## QUOTED PASSAGE:
And finally, as most of us know, smoking and chewing tobacco also cause bad breath (in addition to staining your teeth and being bad for your overall health). Tobacco products are linked to gum disease and quite simply leave a bad taste in your mouth.
What Are Some Medical Causes Of Bad Breath?
Bad breath can also be caused by medical conditions beyond your mouth. Your dentist’s office is the best place to start, but if your dentist doesn’t find any of the usual dental causes, he may send you on to a physician. Because your nasal cavity is connected to the back of your mouth, your sinuses can play a huge role in causing bad breath. If you have a sinus infection, post-nasal drip or tonsil infection, all of these can lead to halitosis.
Respiratory infections, liver or kidney conditions, diabetes and chronic acid reflux. In all these cases, bad breath is an important warning sign. If your dentist is unable to identify a dental cause for bad breath, he’ll likely recommend you see your doctor for tests.
How Can I Treat Bad Breath?

## PARTS OF THE EXERCISE:
1 > Answer these questions from the passage on bad breath:
(a) Besides causing bad breath, what two other effects of smoking and chewing tobacco does the passage mention?
(b) Why can your sinuses play a huge role in causing bad breath?
(c) What will your dentist likely recommend if no dental cause for bad breath is found?
2 > Decide whether each statement agrees with the passage on bad breath:
(a) Tobacco products are linked to gum disease.
(b) Your dentist's office is the best place to start.
(c) With liver or kidney conditions, bad breath is seldom a meaningful warning sign.
3 > Reproduce the stretch of the passage on bad breath from "What Are Some" through "Treat Bad Breath?".

Collected data:
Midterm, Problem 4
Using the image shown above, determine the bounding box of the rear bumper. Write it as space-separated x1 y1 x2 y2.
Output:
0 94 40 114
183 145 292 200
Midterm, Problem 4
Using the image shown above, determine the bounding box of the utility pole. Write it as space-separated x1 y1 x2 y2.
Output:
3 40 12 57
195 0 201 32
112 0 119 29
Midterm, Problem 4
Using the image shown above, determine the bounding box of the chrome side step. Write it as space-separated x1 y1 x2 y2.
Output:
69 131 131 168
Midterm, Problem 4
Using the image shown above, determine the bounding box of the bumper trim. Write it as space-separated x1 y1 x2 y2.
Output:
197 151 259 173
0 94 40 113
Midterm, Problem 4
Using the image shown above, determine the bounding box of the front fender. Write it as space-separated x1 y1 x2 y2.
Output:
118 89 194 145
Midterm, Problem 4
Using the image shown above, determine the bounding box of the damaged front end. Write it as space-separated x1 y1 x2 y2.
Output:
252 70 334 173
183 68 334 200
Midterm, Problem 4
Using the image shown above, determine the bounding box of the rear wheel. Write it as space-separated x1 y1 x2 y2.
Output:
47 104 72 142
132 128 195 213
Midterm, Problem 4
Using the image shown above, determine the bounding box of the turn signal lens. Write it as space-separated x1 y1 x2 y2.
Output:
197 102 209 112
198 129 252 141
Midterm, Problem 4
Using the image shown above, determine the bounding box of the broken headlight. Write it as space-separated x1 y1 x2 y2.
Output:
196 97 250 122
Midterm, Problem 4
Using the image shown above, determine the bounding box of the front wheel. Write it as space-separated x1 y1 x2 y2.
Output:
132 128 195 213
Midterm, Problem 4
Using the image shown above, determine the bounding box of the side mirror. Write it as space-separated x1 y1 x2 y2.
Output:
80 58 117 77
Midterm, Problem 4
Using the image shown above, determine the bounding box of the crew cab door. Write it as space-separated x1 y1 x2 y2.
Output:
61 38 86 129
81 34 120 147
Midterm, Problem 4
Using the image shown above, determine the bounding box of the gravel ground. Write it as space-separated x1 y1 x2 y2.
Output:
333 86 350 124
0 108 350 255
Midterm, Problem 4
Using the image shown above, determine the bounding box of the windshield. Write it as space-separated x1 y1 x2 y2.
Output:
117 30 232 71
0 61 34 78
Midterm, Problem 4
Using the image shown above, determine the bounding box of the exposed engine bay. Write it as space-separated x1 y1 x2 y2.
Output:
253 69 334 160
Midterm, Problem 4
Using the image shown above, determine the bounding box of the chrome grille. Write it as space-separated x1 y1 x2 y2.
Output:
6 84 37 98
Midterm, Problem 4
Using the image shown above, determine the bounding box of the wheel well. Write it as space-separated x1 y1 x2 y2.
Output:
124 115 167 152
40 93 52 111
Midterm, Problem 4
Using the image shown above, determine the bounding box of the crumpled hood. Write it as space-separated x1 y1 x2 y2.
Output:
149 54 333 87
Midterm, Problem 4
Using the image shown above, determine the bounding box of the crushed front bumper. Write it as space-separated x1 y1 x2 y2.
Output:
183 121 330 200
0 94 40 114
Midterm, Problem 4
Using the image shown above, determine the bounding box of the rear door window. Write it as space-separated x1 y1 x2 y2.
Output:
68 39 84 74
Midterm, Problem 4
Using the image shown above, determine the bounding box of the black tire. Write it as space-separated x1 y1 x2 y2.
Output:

## SOLUTIONS BY TASK:
1 >
(a) Staining your teeth and being bad for your overall health.
(b) Your nasal cavity is connected to the back of your mouth.
(c) Seeing your doctor for tests.

2 >
(a) Yes: "Tobacco products are linked to gum disease"
(b) Yes: "Your dentist’s office is the best place to start"
(c) No: "In all these cases, bad breath is an important warning sign."

3 >
What Are Some Medical Causes Of Bad Breath?
Bad breath can also be caused by medical conditions beyond your mouth. Your dentist’s office is the best place to start, but if your dentist doesn’t find any of the usual dental causes, he may send you on to a physician. Because your nasal cavity is connected to the back of your mouth, your sinuses can play a huge role in causing bad breath. If you have a sinus infection, post-nasal drip or tonsil infection, all of these can lead to halitosis.
Respiratory infections, liver or kidney conditions, diabetes and chronic acid reflux. In all these cases, bad breath is an important warning sign. If your dentist is unable to identify a dental cause for bad breath, he’ll likely recommend you see your doctor for tests.
How Can I Treat Bad Breath?